#### [TASK BRIEF]
All records should be reproduced verbatim.

#### [AVAILABLE RECORDS]
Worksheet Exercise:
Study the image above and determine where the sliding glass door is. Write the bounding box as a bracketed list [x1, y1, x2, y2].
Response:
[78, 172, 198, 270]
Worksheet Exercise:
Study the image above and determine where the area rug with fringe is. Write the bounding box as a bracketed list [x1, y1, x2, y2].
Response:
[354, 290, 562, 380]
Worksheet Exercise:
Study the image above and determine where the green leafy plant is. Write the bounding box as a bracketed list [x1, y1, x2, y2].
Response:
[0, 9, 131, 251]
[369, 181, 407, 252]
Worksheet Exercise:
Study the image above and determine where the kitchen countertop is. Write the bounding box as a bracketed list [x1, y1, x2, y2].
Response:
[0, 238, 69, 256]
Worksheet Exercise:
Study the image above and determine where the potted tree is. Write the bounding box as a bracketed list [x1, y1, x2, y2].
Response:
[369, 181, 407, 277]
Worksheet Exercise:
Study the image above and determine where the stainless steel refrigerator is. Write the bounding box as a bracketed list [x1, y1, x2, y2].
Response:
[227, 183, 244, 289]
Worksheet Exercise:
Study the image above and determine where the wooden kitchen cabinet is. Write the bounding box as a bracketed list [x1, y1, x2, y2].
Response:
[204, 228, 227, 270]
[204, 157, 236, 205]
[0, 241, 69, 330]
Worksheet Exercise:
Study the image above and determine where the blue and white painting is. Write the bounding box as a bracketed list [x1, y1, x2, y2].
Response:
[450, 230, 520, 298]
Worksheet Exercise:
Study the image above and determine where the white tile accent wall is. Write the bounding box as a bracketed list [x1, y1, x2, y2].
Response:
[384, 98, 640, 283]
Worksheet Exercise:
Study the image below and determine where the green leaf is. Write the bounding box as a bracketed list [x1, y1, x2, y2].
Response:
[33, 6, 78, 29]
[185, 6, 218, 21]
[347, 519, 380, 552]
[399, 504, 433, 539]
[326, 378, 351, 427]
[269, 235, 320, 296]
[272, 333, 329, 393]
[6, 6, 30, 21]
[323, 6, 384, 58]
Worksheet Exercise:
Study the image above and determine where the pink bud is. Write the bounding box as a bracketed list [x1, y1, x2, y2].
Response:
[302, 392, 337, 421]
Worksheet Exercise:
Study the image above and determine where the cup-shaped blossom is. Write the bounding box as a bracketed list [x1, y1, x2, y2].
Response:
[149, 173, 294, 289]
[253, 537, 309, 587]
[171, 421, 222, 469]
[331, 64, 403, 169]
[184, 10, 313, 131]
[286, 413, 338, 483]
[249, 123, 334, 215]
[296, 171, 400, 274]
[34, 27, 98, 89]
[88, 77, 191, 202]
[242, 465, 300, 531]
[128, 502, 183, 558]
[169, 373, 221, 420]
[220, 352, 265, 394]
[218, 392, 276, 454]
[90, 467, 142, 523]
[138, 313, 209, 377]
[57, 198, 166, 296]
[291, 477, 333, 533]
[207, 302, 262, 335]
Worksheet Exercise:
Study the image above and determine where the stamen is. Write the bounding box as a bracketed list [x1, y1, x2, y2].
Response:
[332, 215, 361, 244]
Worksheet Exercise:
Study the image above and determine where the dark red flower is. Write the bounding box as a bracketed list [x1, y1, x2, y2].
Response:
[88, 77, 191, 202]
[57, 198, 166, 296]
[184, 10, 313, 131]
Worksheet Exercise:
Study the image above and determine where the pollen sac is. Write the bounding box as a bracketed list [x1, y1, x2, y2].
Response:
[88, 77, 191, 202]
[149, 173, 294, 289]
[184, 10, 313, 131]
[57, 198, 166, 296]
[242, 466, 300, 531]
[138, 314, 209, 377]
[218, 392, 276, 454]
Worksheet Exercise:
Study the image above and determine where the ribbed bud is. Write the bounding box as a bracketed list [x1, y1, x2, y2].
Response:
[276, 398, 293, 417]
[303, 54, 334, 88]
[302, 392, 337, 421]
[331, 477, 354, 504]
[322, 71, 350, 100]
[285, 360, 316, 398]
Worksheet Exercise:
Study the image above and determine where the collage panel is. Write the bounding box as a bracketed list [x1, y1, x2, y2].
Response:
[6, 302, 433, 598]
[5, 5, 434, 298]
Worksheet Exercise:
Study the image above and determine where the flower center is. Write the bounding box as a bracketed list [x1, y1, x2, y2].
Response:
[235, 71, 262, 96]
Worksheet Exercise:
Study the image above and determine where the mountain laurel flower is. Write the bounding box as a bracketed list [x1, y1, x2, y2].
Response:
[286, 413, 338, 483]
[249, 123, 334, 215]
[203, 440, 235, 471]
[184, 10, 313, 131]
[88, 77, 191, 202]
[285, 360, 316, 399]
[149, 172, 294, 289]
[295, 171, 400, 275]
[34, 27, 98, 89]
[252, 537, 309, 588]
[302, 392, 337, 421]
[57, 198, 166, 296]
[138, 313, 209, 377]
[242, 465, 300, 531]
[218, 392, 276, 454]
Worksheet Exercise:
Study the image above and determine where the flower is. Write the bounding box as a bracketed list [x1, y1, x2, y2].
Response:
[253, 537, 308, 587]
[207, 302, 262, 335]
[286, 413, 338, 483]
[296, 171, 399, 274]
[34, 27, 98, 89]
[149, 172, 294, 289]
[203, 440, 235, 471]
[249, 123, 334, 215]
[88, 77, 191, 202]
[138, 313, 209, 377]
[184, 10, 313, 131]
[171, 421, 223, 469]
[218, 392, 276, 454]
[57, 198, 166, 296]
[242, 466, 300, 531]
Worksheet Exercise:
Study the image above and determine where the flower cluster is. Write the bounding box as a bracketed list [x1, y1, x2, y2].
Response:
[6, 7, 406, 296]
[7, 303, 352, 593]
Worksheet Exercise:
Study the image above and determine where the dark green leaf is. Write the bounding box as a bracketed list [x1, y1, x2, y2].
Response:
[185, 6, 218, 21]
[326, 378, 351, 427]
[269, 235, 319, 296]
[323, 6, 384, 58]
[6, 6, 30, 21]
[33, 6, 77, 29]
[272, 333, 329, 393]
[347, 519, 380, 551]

#### [TASK ANSWER]
Worksheet Exercise:
Study the image above and determine where the sliding glass door is. Write the bounding box as a bracketed list [x1, y1, x2, y2].
Response:
[78, 172, 198, 270]
Worksheet Exercise:
Study the image above and determine where the area rug with fringe is. Write the bounding box as a bracketed list [x1, y1, x2, y2].
Response:
[354, 290, 562, 380]
Worksheet Exercise:
Study the image above and determine where the green leafy plant is. Write the bounding box as a bracketed list [x1, y1, x2, y2].
Response:
[0, 9, 131, 251]
[369, 181, 407, 252]
Worksheet Exercise:
Study the image above and determine where the kitchen countertop is. Write the bounding box as a bracketed list [x1, y1, x2, y2].
Response:
[0, 238, 69, 256]
Worksheet Exercise:
Study the image above and determine where the potted tree is. Write the bounding box as a bracketed list [x1, y1, x2, y2].
Response:
[369, 181, 407, 277]
Worksheet Exercise:
Study the image above and determine where the stainless steel refrigerator is. Write the bounding box as a bracketed list [x1, y1, x2, y2].
Response:
[227, 183, 244, 289]
Worksheet Exercise:
Study the image above and determine where the wooden kitchen cabinet is. Write the bounding box as a bracketed list [x1, y1, x2, y2].
Response:
[204, 228, 227, 270]
[204, 157, 236, 205]
[0, 241, 69, 330]
Worksheet Exercise:
Study the image above and determine where the blue and white painting is. Write the bounding box as a bracketed list [x1, y1, x2, y2].
Response:
[450, 230, 520, 298]
Worksheet Exercise:
Study the image above and determine where the white tile accent wall is. Write the bounding box as a bracketed list [x1, y1, x2, y2].
Response:
[384, 98, 640, 283]
Worksheet Exercise:
Study the image below and determine where the green leaf is. Write the bounding box as a bracketed list [x1, y1, x2, y2].
Response:
[33, 6, 78, 29]
[185, 6, 218, 21]
[347, 519, 380, 552]
[399, 504, 433, 539]
[326, 378, 351, 427]
[269, 235, 320, 296]
[272, 333, 329, 393]
[6, 6, 30, 21]
[323, 6, 384, 58]
Worksheet Exercise:
Study the image above and determine where the pink bud is. Write the bounding box as a bracketed list [x1, y1, x2, y2].
Response:
[302, 392, 337, 421]
Worksheet Exercise:
Study the image above and determine where the cup-shaped blossom is. Write the bounding box as a bracketed list [x1, y1, x2, y2].
Response:
[149, 173, 294, 289]
[253, 537, 309, 587]
[171, 421, 222, 469]
[331, 64, 403, 169]
[184, 10, 313, 131]
[286, 413, 338, 483]
[249, 123, 334, 215]
[296, 171, 400, 274]
[34, 27, 98, 89]
[88, 77, 191, 202]
[242, 465, 300, 531]
[128, 502, 183, 558]
[169, 373, 221, 420]
[220, 352, 265, 394]
[218, 392, 276, 454]
[90, 467, 142, 523]
[138, 313, 209, 377]
[57, 198, 166, 296]
[291, 477, 333, 533]
[207, 302, 262, 335]
Worksheet Exercise:
Study the image above and determine where the stamen is. Write the bounding box as a bracketed list [x1, y1, x2, y2].
Response:
[332, 215, 361, 244]
Worksheet Exercise:
Study the image above and determine where the dark red flower is. Write the bounding box as a bracketed list [x1, y1, x2, y2].
Response:
[88, 77, 191, 202]
[57, 198, 166, 296]
[184, 10, 313, 131]
Worksheet Exercise:
Study the image above and determine where the pollen sac is. Write the bounding box as a bracketed list [x1, y1, x2, y2].
Response:
[88, 77, 191, 202]
[149, 173, 294, 289]
[184, 10, 313, 131]
[57, 198, 166, 296]
[242, 466, 300, 531]
[138, 314, 209, 377]
[218, 392, 276, 454]
Worksheet Exercise:
Study the image above and determine where the ribbed bud is. Write the bounding box as a bracketed list [x1, y1, x2, y2].
Response:
[276, 398, 293, 417]
[303, 54, 334, 88]
[302, 392, 337, 421]
[331, 477, 354, 504]
[322, 71, 350, 100]
[285, 360, 316, 398]
Worksheet Exercise:
Study the image above and determine where the collage panel is. Write the bounding box as a bracketed list [x1, y1, x2, y2].
Response:
[6, 302, 433, 598]
[5, 5, 434, 298]
Worksheet Exercise:
Study the image above and determine where the flower center is. Write the bounding box as a bracketed list [x1, y1, x2, y2].
Response:
[235, 71, 262, 96]
Worksheet Exercise:
Study the image above and determine where the mountain laurel flower is. Write the bounding box as a bracketed list [x1, y1, x2, y2].
Response:
[286, 413, 338, 483]
[249, 123, 334, 215]
[203, 440, 235, 471]
[184, 10, 313, 131]
[88, 77, 191, 202]
[285, 360, 316, 399]
[149, 172, 294, 289]
[295, 171, 400, 275]
[34, 27, 98, 89]
[252, 537, 309, 588]
[302, 392, 337, 421]
[57, 198, 166, 296]
[138, 313, 209, 377]
[242, 465, 300, 531]
[218, 392, 276, 454]
Worksheet Exercise:
Study the image above and determine where the flower is. Write the bounding box as a bracketed list [x1, y1, x2, y2].
Response:
[253, 537, 308, 587]
[207, 302, 262, 335]
[286, 413, 338, 483]
[296, 171, 399, 274]
[34, 27, 98, 89]
[149, 172, 294, 289]
[203, 440, 235, 471]
[249, 123, 334, 215]
[88, 77, 191, 202]
[138, 313, 209, 377]
[184, 10, 313, 131]
[171, 421, 223, 469]
[218, 392, 276, 454]
[57, 198, 166, 296]
[242, 466, 300, 531]
Worksheet Exercise:
Study the image above and determine where the flower cluster is. Write the bounding box as a bracketed list [x1, y1, x2, y2].
Response:
[6, 7, 406, 296]
[7, 303, 352, 593]
Worksheet Exercise:
Study the image above and determine where the dark green leaf is. Write the bounding box as a bracketed list [x1, y1, x2, y2].
Response:
[185, 6, 218, 21]
[326, 378, 351, 427]
[269, 235, 319, 296]
[323, 6, 384, 58]
[6, 6, 30, 21]
[33, 6, 77, 29]
[272, 333, 329, 393]
[347, 519, 380, 551]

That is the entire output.